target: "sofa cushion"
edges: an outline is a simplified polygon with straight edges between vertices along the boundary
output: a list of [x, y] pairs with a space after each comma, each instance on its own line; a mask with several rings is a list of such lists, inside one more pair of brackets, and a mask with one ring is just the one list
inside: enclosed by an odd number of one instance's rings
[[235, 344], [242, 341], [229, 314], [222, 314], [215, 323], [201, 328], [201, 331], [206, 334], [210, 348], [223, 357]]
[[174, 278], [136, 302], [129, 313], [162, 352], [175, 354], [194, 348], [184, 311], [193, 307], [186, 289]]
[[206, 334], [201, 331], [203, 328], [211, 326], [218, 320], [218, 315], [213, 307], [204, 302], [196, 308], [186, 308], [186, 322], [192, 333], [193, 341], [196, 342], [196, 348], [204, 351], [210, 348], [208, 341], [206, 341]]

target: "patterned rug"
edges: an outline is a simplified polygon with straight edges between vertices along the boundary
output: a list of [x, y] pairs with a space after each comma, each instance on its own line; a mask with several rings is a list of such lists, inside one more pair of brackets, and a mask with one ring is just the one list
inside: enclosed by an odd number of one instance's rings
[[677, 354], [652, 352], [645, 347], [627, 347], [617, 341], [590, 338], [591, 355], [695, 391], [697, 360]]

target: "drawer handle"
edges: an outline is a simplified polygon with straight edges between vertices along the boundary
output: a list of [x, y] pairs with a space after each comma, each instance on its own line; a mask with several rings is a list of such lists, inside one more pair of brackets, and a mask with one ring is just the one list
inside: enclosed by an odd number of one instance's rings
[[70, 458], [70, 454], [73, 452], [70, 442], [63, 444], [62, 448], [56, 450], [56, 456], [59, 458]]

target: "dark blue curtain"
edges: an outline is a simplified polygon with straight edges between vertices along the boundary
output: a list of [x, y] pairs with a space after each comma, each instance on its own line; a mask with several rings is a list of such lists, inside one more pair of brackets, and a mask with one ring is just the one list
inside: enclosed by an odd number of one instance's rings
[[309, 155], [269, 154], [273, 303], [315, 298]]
========================================
REQUIREMENT → Copy everything from the start of the items through the line containing "341], [206, 341]]", shifting every x and y coordinate in the polygon outlines up by 24 and leaving all other text unchanged.

COMPLETE RESPONSE →
target: "sofa cushion"
edges: an outline is a simplified polygon with straight edges between vertices along the boundary
output: a list of [x, y] pairs with a space after each comma, each instance on its own line; a mask with several rings is a list of such lists, inside one more pair of brackets, and a mask with one ring is just the one list
inside: enclosed by an odd number of one instance's rings
[[259, 368], [266, 365], [253, 338], [246, 338], [239, 347], [225, 352], [225, 355], [230, 358], [234, 372], [247, 381]]
[[198, 302], [160, 326], [153, 337], [186, 376], [199, 378], [218, 372], [208, 335], [217, 331], [210, 313]]
[[230, 358], [225, 355], [227, 352], [235, 350], [242, 344], [242, 339], [237, 331], [228, 326], [220, 332], [210, 332], [210, 346], [216, 357], [217, 365], [220, 366], [220, 372], [228, 375], [234, 372], [232, 365], [230, 365]]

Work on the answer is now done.